* INSTRUCTIONS TO FOLLOW
Your answer should consist solely of the lines from the first line of the data through the line with "Segment thick sole from the image above.", each reproduced exactly.

───

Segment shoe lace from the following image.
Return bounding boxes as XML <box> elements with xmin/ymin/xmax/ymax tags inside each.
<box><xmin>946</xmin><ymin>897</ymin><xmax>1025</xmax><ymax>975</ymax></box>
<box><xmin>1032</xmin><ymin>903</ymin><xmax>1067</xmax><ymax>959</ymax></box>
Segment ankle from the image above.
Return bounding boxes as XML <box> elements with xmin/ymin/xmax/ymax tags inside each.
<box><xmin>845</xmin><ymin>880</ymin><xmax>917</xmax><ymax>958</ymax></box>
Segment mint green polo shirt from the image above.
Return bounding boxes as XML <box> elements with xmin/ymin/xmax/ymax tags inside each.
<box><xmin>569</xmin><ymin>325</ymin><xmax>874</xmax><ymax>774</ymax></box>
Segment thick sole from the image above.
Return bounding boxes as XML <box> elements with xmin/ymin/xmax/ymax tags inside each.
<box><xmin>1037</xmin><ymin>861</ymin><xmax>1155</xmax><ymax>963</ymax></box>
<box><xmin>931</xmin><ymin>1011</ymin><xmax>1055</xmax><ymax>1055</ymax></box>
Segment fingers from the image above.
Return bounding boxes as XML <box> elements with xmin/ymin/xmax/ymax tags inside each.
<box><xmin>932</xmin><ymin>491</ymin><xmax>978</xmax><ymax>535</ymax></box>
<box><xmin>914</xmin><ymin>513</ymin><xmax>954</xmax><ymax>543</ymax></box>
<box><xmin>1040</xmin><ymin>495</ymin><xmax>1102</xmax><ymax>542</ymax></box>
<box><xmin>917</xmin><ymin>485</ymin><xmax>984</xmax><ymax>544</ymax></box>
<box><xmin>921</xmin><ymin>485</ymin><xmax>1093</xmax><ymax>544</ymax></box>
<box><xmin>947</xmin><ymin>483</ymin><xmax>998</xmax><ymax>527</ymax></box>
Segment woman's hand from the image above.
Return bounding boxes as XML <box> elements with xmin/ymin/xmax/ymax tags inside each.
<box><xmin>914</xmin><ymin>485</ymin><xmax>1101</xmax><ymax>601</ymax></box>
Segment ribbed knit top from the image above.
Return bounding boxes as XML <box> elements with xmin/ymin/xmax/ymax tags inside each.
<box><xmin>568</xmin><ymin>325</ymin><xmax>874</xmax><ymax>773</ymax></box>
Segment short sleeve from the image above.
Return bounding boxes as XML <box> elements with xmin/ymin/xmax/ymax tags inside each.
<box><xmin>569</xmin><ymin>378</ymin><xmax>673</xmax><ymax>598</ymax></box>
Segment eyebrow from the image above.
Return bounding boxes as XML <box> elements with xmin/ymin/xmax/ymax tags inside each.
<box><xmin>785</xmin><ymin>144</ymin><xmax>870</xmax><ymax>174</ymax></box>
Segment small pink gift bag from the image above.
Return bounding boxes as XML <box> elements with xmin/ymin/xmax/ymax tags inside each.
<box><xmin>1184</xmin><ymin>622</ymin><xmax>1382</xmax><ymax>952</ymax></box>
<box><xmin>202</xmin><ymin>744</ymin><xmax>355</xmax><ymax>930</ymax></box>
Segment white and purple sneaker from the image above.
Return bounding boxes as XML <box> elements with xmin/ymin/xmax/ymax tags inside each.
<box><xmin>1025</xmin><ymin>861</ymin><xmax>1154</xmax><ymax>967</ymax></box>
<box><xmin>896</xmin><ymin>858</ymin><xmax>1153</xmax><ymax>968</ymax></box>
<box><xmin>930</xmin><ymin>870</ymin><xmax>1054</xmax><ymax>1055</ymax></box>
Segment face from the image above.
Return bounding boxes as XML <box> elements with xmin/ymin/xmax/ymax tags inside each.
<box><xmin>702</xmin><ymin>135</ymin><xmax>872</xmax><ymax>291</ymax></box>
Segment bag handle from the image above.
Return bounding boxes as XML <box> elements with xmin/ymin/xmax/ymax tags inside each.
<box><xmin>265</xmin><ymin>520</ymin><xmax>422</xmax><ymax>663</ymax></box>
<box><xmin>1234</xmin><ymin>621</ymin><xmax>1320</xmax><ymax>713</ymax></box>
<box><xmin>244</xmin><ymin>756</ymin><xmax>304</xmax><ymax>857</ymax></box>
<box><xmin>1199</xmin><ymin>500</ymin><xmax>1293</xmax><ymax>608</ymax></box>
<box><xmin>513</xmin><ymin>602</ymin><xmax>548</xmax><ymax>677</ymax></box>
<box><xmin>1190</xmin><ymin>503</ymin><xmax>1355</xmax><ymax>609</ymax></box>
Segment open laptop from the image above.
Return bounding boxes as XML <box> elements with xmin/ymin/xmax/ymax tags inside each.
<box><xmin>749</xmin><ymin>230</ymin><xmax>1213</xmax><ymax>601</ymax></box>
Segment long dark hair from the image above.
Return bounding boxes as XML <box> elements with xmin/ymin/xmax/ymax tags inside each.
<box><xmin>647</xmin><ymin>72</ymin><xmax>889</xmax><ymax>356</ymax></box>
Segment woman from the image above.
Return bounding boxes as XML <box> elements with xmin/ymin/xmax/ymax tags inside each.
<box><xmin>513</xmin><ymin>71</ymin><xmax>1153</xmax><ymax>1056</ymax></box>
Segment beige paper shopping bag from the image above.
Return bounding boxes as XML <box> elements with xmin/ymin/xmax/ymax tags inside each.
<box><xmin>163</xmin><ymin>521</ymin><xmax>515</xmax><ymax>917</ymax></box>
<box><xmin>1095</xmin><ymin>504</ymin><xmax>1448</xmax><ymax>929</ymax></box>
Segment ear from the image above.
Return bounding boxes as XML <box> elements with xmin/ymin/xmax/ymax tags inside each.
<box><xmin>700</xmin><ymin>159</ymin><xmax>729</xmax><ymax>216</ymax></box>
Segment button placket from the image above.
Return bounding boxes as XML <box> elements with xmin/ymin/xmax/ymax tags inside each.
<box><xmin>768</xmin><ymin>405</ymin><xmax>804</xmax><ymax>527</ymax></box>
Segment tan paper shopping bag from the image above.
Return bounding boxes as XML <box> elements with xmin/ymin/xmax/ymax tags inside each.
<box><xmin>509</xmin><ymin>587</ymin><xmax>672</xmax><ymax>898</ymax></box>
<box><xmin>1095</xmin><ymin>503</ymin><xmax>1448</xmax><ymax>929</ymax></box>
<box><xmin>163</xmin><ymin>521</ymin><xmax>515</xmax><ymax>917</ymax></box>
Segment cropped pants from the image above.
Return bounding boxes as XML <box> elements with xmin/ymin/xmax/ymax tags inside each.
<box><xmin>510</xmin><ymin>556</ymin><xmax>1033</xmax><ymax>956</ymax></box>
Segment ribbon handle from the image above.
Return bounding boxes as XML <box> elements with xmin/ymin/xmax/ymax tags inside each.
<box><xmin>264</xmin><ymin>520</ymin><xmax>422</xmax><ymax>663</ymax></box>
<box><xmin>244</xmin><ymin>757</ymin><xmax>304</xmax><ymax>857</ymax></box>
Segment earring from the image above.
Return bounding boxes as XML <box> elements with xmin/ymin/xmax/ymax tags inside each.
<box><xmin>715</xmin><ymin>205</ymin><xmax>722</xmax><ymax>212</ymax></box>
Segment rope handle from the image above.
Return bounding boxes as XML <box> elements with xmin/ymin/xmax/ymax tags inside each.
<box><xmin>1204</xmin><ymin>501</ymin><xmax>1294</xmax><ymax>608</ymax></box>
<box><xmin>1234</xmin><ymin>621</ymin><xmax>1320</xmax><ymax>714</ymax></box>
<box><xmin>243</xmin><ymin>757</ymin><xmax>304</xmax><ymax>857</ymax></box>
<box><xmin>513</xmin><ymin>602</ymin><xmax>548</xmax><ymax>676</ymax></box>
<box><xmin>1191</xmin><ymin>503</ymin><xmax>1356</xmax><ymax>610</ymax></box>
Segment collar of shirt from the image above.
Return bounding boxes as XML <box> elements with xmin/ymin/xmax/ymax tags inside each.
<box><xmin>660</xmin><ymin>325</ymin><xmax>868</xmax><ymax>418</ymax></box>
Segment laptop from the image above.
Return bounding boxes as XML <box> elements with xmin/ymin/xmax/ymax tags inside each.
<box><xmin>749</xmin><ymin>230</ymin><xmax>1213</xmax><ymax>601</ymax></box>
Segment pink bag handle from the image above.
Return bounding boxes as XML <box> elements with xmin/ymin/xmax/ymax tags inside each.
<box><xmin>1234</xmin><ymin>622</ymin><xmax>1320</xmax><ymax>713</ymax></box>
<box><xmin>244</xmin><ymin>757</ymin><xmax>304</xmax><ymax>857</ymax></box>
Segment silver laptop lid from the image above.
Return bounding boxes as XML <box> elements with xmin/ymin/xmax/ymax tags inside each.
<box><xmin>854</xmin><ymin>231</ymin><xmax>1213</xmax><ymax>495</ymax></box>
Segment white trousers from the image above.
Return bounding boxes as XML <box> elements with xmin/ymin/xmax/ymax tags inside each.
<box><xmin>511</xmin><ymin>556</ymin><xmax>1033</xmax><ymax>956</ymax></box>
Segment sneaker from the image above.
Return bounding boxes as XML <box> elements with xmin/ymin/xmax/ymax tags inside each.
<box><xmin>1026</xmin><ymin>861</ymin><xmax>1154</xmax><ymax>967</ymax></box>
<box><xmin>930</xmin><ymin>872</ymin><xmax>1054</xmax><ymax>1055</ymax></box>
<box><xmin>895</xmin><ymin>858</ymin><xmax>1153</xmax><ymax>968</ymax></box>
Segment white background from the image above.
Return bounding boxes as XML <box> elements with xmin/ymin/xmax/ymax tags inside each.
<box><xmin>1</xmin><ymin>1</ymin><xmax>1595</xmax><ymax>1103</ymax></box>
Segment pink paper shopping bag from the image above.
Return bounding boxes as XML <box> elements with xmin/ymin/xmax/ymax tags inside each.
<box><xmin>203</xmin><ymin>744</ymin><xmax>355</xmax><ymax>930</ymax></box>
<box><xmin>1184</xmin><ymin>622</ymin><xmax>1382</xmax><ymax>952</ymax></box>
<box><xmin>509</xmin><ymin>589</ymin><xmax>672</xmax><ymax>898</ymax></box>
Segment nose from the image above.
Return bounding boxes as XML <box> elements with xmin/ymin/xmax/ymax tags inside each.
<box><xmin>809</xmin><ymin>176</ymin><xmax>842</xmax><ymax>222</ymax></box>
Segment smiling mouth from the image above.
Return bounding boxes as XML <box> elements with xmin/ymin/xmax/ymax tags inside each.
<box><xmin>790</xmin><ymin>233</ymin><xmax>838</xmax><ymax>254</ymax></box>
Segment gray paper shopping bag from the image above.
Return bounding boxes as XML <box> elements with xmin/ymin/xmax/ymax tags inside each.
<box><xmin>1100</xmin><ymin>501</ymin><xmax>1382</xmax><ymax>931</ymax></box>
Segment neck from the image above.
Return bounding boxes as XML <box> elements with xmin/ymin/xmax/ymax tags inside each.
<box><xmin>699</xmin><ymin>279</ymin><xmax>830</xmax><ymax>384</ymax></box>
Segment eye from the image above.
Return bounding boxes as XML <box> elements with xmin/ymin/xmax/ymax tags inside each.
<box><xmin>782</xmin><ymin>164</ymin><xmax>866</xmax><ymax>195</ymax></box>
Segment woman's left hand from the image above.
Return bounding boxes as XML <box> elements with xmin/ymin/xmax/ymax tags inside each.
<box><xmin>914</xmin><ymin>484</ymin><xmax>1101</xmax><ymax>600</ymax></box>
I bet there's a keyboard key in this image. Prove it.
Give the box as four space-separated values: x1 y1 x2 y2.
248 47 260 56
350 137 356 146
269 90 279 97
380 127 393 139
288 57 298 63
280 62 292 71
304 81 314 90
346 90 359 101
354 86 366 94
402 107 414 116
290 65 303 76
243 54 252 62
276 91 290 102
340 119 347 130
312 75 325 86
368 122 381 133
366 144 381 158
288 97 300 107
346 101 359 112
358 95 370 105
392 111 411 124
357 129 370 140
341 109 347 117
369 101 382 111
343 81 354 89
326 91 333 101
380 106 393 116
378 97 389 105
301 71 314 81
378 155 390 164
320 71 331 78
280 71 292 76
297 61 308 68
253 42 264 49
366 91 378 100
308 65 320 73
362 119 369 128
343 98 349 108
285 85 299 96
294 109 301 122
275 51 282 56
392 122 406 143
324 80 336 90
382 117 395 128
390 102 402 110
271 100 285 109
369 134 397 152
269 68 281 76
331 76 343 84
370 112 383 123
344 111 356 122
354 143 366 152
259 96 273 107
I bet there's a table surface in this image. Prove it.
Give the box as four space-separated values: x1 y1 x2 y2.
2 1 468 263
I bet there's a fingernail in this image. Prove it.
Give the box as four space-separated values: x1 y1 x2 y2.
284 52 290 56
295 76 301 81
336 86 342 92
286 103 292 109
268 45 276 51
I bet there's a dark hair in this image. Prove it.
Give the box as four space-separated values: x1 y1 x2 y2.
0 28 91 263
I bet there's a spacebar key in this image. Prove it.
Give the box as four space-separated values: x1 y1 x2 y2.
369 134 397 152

───

* ANSWER
Segment shoe lace from the following image.
Return bounding boxes as XML <box> elements with xmin/ymin/xmax/ymax tags inside each.
<box><xmin>946</xmin><ymin>897</ymin><xmax>1025</xmax><ymax>975</ymax></box>
<box><xmin>1032</xmin><ymin>903</ymin><xmax>1067</xmax><ymax>959</ymax></box>
Segment ankle from the image above.
Return bounding boxes as XML <box> elements with xmin/ymin/xmax/ymax tags inside each.
<box><xmin>845</xmin><ymin>880</ymin><xmax>917</xmax><ymax>958</ymax></box>
Segment mint green polo shirt from the image above.
Return bounding boxes as XML <box> elements with xmin/ymin/xmax/ymax tags inside each.
<box><xmin>569</xmin><ymin>325</ymin><xmax>874</xmax><ymax>774</ymax></box>
Segment thick sole from the image above.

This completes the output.